[Collected data entries]
***

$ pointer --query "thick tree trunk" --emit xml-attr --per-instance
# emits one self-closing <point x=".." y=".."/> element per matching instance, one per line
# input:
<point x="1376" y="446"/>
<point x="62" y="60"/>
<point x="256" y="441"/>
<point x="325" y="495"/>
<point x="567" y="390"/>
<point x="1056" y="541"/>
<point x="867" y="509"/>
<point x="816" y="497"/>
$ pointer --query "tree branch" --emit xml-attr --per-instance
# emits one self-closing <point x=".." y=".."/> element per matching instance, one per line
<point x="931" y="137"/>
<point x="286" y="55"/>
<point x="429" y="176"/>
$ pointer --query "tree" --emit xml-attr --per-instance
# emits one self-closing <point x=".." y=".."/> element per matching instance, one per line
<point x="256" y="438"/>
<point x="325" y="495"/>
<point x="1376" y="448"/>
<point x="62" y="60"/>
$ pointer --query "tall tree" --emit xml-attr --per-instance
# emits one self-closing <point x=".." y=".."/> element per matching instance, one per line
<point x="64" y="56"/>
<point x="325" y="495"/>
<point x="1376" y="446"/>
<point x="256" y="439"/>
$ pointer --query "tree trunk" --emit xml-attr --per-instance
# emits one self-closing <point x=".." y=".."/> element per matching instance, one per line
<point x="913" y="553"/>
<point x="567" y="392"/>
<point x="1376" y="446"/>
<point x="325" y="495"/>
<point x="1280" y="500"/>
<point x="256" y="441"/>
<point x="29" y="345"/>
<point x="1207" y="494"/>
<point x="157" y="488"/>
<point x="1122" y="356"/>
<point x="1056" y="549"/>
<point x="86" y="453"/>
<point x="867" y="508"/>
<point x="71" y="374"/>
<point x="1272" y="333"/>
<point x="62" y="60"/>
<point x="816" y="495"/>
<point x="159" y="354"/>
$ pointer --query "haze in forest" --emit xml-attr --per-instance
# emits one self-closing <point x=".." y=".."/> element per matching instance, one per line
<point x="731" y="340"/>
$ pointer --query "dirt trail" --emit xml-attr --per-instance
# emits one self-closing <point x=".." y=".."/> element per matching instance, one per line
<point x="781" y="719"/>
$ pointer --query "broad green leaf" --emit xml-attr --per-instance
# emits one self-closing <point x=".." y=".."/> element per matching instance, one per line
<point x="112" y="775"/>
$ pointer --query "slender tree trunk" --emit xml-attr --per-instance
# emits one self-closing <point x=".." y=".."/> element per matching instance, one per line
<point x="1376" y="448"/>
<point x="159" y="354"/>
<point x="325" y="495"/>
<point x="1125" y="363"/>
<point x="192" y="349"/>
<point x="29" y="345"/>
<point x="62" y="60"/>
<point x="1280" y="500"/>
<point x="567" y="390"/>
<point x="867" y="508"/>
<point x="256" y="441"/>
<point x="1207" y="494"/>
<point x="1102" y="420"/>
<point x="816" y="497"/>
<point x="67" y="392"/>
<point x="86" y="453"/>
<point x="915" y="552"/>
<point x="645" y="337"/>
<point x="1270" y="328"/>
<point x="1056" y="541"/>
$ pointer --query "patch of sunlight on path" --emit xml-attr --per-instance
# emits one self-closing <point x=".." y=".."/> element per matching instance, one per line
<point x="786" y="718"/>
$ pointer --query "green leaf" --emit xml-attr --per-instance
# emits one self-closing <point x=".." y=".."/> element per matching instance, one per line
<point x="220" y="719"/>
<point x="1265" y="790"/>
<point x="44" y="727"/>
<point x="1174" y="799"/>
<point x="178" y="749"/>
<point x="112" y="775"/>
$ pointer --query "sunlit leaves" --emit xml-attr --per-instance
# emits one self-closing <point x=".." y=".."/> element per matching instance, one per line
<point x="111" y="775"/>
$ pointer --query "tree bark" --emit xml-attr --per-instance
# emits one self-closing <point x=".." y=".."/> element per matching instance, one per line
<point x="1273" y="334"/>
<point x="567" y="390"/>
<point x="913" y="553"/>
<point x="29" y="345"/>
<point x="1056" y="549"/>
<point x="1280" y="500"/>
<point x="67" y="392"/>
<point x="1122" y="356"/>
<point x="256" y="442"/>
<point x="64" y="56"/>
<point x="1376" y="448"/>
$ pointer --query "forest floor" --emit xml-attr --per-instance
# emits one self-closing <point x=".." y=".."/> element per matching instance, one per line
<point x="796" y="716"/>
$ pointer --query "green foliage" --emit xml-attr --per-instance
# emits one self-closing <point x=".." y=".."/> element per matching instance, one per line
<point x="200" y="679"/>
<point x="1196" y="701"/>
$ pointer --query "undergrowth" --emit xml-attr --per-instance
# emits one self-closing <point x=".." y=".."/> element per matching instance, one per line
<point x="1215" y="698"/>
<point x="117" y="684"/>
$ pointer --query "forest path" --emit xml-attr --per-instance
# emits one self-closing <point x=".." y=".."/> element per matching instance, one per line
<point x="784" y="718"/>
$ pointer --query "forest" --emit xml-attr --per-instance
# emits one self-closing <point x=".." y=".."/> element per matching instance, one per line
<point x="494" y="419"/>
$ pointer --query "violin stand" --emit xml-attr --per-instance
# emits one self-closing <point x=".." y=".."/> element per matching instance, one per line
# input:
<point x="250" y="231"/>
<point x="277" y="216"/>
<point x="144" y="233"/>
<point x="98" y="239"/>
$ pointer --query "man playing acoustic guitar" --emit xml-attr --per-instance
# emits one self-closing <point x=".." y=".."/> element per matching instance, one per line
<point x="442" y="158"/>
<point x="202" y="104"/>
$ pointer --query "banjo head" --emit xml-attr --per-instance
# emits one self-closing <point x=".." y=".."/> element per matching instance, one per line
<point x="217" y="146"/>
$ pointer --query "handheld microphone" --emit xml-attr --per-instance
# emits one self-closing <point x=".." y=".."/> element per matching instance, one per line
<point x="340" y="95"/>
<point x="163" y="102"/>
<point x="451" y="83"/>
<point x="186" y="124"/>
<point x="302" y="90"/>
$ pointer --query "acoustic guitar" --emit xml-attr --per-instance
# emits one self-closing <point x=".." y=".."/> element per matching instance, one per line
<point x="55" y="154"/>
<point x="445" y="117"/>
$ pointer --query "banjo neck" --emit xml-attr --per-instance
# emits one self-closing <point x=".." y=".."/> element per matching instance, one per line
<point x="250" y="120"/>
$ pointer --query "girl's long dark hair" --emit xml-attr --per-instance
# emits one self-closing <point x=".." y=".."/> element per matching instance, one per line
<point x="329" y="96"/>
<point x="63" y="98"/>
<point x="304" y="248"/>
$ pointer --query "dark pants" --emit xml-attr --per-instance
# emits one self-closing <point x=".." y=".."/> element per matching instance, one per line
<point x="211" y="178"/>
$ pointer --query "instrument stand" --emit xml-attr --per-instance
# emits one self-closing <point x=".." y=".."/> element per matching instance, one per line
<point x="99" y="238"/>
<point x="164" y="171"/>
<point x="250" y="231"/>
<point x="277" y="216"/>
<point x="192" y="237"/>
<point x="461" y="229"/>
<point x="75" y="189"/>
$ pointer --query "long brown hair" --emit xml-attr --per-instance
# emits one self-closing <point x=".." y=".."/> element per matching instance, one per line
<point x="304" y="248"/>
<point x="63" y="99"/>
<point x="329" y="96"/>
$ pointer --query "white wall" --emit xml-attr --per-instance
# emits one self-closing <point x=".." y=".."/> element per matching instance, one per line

***

Exercise prompt —
Each record above should be restated word for word.

Response —
$ pointer --query "thick tree trunk" --emit xml-attr --per-instance
# emits one self-closing <point x=".." y=".."/> element per matching instance, one per line
# input:
<point x="1376" y="446"/>
<point x="62" y="60"/>
<point x="256" y="441"/>
<point x="325" y="495"/>
<point x="567" y="390"/>
<point x="1056" y="541"/>
<point x="867" y="509"/>
<point x="816" y="497"/>
$ pointer --query "tree branch" --emit xml-attr --per-instance
# emits one self-closing <point x=".." y=".."/> element per matching instance, one per line
<point x="931" y="137"/>
<point x="286" y="55"/>
<point x="429" y="176"/>
$ pointer --query "tree" --emit xml-attr --per-instance
# emits one self-closing <point x=".." y=".."/> element per matching instance, one per line
<point x="256" y="438"/>
<point x="325" y="495"/>
<point x="1376" y="448"/>
<point x="62" y="60"/>
$ pointer --query "tall tree" --emit xml-attr --per-instance
# emits one self-closing <point x=".." y=".."/> element per matching instance, one per line
<point x="64" y="56"/>
<point x="325" y="495"/>
<point x="1376" y="446"/>
<point x="256" y="439"/>
$ pointer --query "tree trunk" --emit xml-attr --per-instance
# emits one self-closing <point x=".." y=".."/> element per matching instance, one per line
<point x="913" y="553"/>
<point x="567" y="392"/>
<point x="1376" y="446"/>
<point x="325" y="495"/>
<point x="1280" y="500"/>
<point x="256" y="441"/>
<point x="29" y="345"/>
<point x="1207" y="494"/>
<point x="157" y="488"/>
<point x="1122" y="356"/>
<point x="1056" y="549"/>
<point x="86" y="453"/>
<point x="867" y="508"/>
<point x="71" y="374"/>
<point x="1272" y="333"/>
<point x="62" y="60"/>
<point x="816" y="495"/>
<point x="159" y="354"/>
$ pointer --query "haze in forest" --emit xml-attr --per-instance
# emits one self-closing <point x=".." y=".."/> element per matching instance, one per line
<point x="731" y="340"/>
$ pointer --query "dirt trail" --emit xml-attr --per-instance
# emits one self-closing <point x=".." y=".."/> element per matching instance, one per line
<point x="781" y="719"/>
$ pointer --query "broad green leaf" --emit xml-attr --per-instance
# emits one self-closing <point x=".." y=".."/> element per matching instance, one per line
<point x="112" y="775"/>
$ pointer --query "slender tree trunk" --emit xml-attr --per-instance
# emits one self-closing <point x=".." y=".."/> element per matching instance, one per line
<point x="1376" y="448"/>
<point x="159" y="354"/>
<point x="325" y="495"/>
<point x="1125" y="363"/>
<point x="192" y="349"/>
<point x="29" y="345"/>
<point x="62" y="60"/>
<point x="1280" y="500"/>
<point x="567" y="390"/>
<point x="867" y="508"/>
<point x="256" y="441"/>
<point x="1207" y="494"/>
<point x="1102" y="420"/>
<point x="816" y="497"/>
<point x="67" y="392"/>
<point x="86" y="453"/>
<point x="915" y="552"/>
<point x="645" y="337"/>
<point x="1270" y="328"/>
<point x="1056" y="541"/>
$ pointer --query "patch of sunlight on path" --emit xml-attr --per-instance
# emits one self-closing <point x=".." y=".."/> element per matching instance, one per line
<point x="786" y="718"/>
$ pointer --query "green leaf" --emit xml-attr --per-instance
# emits one self-closing <point x=".." y=".."/> element per matching instance, one per line
<point x="220" y="719"/>
<point x="1265" y="790"/>
<point x="44" y="727"/>
<point x="1174" y="799"/>
<point x="178" y="749"/>
<point x="112" y="775"/>
$ pointer --query "sunlit leaves" --emit xml-attr --per-instance
# emits one self-closing <point x=".." y=".."/> element per matching instance, one per line
<point x="111" y="775"/>
$ pointer --query "tree bark" --emit xml-attr --per-instance
# emits one self-closing <point x=".." y=".."/> element per matching instance, one per line
<point x="1273" y="334"/>
<point x="567" y="390"/>
<point x="913" y="553"/>
<point x="29" y="345"/>
<point x="1056" y="549"/>
<point x="1280" y="500"/>
<point x="67" y="392"/>
<point x="1122" y="356"/>
<point x="256" y="442"/>
<point x="64" y="56"/>
<point x="1376" y="448"/>
$ pointer --query "forest floor" --emit xml-attr --per-instance
# emits one self-closing <point x=".." y=".."/> element per matching instance, one per line
<point x="796" y="716"/>
$ pointer --query "green foliage" --emit xml-attr --per-instance
# emits one self-closing <point x=".." y=".."/> element per matching instance, one per line
<point x="200" y="679"/>
<point x="1196" y="701"/>
$ pointer --query "undergrowth" --emit xml-attr --per-instance
# emits one self-closing <point x=".." y=".."/> element per matching instance, one per line
<point x="1215" y="698"/>
<point x="117" y="684"/>
$ pointer --query "forest path" --emit xml-attr --per-instance
# emits one self-closing <point x=".." y=".."/> element per matching instance, one per line
<point x="784" y="718"/>
$ pointer --query "forest" --emit xml-attr --per-instance
# emits one self-closing <point x=".." y=".."/> element per matching instance, one per line
<point x="494" y="419"/>
$ pointer --query "violin stand" --emit xml-attr --per-instance
# emits one self-closing <point x=".." y=".."/> element per matching instance, one per line
# input:
<point x="250" y="231"/>
<point x="277" y="216"/>
<point x="144" y="233"/>
<point x="98" y="239"/>
$ pointer --query "man playing acoustic guitar" --emit xml-attr --per-instance
# emits one self-closing <point x=".." y=".."/> element per matching instance, one per line
<point x="442" y="158"/>
<point x="202" y="104"/>
$ pointer --query "banjo head" --emit xml-attr --per-instance
# emits one self-closing <point x=".." y=".."/> element per matching instance, one per line
<point x="217" y="146"/>
$ pointer --query "handheld microphone" --emit xml-attr --per-instance
# emits one self-closing <point x=".." y=".."/> element per matching instance, one per line
<point x="340" y="95"/>
<point x="163" y="102"/>
<point x="451" y="83"/>
<point x="186" y="124"/>
<point x="302" y="90"/>
$ pointer --query "acoustic guitar" --emit xml-attr --per-instance
# emits one self-closing <point x=".." y=".."/> element per matching instance, one per line
<point x="55" y="154"/>
<point x="445" y="117"/>
$ pointer --query "banjo neck" --emit xml-attr --per-instance
# emits one self-closing <point x=".." y=".."/> element per matching instance, one per line
<point x="250" y="120"/>
$ pointer --query "girl's long dark hair" --emit xml-attr --per-instance
# emits one self-closing <point x=".." y=".."/> element per matching instance, one per line
<point x="329" y="96"/>
<point x="63" y="98"/>
<point x="304" y="248"/>
$ pointer --query "dark pants" --emit xml-attr --per-instance
# emits one self-closing <point x=".." y=".."/> element per matching instance, one per line
<point x="211" y="178"/>
$ pointer --query "instrument stand" --emit xml-attr --per-instance
# emits one self-closing <point x=".." y=".."/> element per matching instance, one per line
<point x="99" y="238"/>
<point x="164" y="171"/>
<point x="250" y="231"/>
<point x="277" y="216"/>
<point x="192" y="237"/>
<point x="461" y="229"/>
<point x="75" y="189"/>
$ pointer --query "long brown hair" --emit xml-attr --per-instance
# emits one self-closing <point x=".." y=".."/> element per matching instance, one per line
<point x="304" y="248"/>
<point x="63" y="99"/>
<point x="329" y="96"/>
$ pointer --query "white wall" --emit xml-attr --per-instance
# emits one self-closing <point x=".." y=".."/> element per matching instance, one per line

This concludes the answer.